== Article ==
These formulas ensure that the system does not deadlock or livelock and works properly. In order to prove these formulas we have assumed that the following formulas evaluate to true infinitely often (using the JUSTICE NuSMV keyword): HREADY, HRESP = OK, HSPLIT = master1, HSPLIT = master2, HSPLIT = master3. This was necessary to avoid trivial erroneous cases such, as when the slave is never ready to receive data, or when it continuously sends RETRY responses. By disallowing the simultaneous use of the HRESP = RETRY and the HSPLITx signal – that have caused a deadlock as described above – we were able to show that the system works correctly.

# 6. PERFORMANCE EVALUATION OF AMBA-BASED SOC DESIGNS

This section explains the digital camera case study shown in Figure 4 and Figure 6 in detail, and describes the proposed method for performance evaluation that combines the transaction-level simulation approach with model checking. The digital camera used for the case study implements the new JPEG2000 [17] still image compression standard developed by the JPEG committee. The advantages of JPEG2000 over its predecessor JPEG include lossy to lossless compression, region of interest (ROI), multiple resolution representation, error resiliency, etc. The JPEG2000 encoder is divided into three main parts: image transformation, quantization and entropy coding. Unlike JPEG, which relies on the more commonly used discrete cosine transform (DCT), JPEG2000 uses the Discrete Wavelet Transform (DWT). JPEG2000's choice of entropy coding is based on the Embedded Block Coding with Optimal Truncation (EBCOT) [26].

The SystemC model used for this project is part of an ongoing effort to develop a suite of SystemC models. Our JPEG2000 encoder is a transaction-level implementation of the proposed architecture described in [28]. The implemented simulation model is semi-cycle accurate, in the sense that it is cycle accurate at the transaction-level, but the functional part is cycle approximate.

#### 6.1 JPEG2000 Encoder Description

Figure 5 shows the block diagram for the JPEG2000 encoder. Designers have the option of implementing a distributed compression method, where the image is broken up into tiles, and the compression is carried out for each tile separately. Although this is feature is not required by the JPEG2000 specification we have decided to implement it to improve the concurrent processing in the system and thus the overall performance of the SoC. Tile size varies, from smaller sizes -64x64 pixels for memory restrained designs - to 512x512 for better compression quality. These parameters vary and designers need to consider the requirements for their specific designs.

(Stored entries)
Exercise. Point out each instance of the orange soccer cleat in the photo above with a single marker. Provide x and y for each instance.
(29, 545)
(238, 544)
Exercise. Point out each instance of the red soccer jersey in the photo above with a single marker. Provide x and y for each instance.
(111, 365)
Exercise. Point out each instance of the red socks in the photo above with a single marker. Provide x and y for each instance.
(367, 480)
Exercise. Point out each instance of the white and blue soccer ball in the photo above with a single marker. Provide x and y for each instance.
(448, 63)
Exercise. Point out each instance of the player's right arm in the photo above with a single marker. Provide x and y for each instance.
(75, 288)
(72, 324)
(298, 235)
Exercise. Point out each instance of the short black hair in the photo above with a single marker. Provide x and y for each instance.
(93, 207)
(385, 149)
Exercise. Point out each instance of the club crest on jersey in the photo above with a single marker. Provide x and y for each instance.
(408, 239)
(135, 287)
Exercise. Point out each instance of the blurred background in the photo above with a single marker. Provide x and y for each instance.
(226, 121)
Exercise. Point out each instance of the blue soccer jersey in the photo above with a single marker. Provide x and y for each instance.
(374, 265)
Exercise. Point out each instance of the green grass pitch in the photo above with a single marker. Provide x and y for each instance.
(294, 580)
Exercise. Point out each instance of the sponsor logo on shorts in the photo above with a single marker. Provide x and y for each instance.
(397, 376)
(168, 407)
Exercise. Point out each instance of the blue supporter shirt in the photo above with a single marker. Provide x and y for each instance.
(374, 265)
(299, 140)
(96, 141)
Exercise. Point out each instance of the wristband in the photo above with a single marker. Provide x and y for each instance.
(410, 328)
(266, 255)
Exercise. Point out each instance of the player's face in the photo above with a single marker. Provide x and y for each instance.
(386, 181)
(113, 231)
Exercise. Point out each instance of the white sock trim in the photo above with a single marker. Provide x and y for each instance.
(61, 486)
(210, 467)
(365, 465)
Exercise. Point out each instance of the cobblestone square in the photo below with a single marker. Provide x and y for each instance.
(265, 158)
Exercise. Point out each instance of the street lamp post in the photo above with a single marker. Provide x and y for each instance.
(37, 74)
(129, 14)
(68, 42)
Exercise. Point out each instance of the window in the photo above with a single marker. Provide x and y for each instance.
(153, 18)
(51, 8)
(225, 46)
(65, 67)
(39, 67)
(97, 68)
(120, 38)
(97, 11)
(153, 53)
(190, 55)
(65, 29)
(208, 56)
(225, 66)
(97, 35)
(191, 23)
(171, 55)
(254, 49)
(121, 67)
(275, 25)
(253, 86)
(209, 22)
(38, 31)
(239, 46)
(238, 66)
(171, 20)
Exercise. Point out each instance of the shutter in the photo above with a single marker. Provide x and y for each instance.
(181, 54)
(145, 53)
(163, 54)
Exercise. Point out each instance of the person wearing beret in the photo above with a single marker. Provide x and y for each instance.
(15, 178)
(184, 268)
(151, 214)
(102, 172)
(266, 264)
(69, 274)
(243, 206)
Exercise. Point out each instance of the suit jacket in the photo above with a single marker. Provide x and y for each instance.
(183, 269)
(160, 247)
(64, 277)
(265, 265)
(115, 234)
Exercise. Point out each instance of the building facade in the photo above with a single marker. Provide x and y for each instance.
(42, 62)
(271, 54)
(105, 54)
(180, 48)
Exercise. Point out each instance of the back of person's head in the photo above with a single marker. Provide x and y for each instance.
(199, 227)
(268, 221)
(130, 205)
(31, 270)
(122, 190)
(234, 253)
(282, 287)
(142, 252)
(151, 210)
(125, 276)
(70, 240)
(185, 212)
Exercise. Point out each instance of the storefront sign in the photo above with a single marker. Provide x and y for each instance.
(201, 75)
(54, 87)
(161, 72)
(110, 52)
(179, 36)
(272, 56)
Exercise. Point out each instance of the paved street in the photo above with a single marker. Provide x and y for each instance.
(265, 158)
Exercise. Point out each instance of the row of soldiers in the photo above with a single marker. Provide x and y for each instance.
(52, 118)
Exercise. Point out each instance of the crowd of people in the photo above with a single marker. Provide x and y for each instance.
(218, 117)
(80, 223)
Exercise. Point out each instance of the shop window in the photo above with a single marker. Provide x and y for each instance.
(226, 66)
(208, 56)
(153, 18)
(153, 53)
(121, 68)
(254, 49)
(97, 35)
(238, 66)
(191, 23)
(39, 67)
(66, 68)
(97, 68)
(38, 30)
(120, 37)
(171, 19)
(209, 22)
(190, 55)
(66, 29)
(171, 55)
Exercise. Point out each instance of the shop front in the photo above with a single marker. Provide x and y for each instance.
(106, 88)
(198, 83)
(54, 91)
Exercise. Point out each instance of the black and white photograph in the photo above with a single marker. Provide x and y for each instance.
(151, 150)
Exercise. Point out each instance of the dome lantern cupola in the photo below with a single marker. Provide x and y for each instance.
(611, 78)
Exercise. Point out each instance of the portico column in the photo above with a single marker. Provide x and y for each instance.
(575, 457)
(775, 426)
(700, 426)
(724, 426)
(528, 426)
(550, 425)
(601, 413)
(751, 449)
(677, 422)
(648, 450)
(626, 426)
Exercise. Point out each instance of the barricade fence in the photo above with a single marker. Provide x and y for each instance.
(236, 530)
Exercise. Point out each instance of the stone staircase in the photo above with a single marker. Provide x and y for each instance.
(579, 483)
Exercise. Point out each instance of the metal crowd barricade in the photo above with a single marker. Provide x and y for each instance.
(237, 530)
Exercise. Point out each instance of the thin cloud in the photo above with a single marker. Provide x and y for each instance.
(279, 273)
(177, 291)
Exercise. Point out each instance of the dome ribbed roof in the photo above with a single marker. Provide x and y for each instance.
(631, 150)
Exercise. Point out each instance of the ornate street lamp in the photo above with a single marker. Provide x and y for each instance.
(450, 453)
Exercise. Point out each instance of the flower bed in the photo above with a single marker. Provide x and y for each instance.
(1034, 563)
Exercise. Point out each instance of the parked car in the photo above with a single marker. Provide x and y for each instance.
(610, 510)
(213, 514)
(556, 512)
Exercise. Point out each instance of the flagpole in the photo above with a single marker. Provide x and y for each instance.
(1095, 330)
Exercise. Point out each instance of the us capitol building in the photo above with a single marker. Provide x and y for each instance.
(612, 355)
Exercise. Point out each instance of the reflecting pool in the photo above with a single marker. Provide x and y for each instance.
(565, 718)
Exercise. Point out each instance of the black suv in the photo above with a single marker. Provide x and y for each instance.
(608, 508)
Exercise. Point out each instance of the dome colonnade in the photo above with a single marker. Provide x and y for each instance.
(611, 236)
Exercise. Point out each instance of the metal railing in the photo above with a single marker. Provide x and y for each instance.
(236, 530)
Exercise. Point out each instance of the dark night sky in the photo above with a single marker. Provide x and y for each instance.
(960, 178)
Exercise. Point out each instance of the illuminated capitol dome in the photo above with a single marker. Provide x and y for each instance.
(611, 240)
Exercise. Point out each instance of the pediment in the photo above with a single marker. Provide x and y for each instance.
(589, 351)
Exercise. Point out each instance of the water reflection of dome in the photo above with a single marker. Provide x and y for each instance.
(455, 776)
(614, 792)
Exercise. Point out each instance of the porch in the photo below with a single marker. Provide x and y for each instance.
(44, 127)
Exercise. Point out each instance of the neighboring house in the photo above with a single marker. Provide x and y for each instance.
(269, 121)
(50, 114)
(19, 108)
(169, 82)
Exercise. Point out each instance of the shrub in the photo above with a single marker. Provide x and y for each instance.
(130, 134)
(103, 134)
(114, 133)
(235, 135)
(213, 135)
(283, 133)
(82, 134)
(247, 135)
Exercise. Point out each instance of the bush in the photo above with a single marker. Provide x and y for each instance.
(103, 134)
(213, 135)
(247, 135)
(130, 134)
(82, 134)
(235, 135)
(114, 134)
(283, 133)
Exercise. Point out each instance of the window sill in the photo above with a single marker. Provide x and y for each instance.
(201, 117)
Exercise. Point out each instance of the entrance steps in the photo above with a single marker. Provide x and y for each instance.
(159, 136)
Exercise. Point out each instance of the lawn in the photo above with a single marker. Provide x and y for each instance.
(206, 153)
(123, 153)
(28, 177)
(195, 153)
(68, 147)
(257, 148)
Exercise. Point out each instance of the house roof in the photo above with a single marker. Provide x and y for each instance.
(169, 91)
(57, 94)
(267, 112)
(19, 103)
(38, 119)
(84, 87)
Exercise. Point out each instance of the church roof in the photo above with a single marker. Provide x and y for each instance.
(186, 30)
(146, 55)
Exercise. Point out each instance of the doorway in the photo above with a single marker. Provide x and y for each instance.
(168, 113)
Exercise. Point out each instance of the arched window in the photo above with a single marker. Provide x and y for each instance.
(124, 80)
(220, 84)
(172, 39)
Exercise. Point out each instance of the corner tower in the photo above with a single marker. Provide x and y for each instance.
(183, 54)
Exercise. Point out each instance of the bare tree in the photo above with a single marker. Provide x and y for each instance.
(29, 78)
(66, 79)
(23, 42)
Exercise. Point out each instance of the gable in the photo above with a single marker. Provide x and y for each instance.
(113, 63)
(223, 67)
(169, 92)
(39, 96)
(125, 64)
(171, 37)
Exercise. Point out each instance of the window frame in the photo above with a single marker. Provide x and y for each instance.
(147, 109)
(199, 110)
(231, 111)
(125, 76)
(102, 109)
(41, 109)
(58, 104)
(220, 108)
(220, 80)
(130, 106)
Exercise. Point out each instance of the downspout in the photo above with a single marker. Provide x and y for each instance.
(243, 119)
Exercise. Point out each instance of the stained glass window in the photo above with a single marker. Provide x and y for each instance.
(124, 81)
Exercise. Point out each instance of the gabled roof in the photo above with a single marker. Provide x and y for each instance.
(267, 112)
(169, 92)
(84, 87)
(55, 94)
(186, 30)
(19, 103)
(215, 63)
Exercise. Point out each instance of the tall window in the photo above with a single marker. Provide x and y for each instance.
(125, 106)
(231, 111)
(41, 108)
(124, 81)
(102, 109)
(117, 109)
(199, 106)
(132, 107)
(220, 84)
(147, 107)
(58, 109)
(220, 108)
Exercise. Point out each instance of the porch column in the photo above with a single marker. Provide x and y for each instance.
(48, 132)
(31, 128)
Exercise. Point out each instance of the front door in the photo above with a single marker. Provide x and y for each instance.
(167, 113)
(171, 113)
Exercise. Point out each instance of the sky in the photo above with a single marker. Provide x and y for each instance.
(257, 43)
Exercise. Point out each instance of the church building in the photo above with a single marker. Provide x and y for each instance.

== Exercise requirements ==
Please answer these questions about the JPEG2000 case study text above:
(a) Which transform does JPEG2000 use in place of the discrete cosine transform?
(b) Into what three main parts is the JPEG2000 encoder divided?
(c) What tile sizes are given as the smaller and larger ends of the range, and what is each suited for?

== Result of this exercise ==
(a) The Discrete Wavelet Transform (DWT).
(b) Image transformation, quantization and entropy coding.
(c) 64x64 pixels for memory-restrained designs, and 512x512 for better compression quality.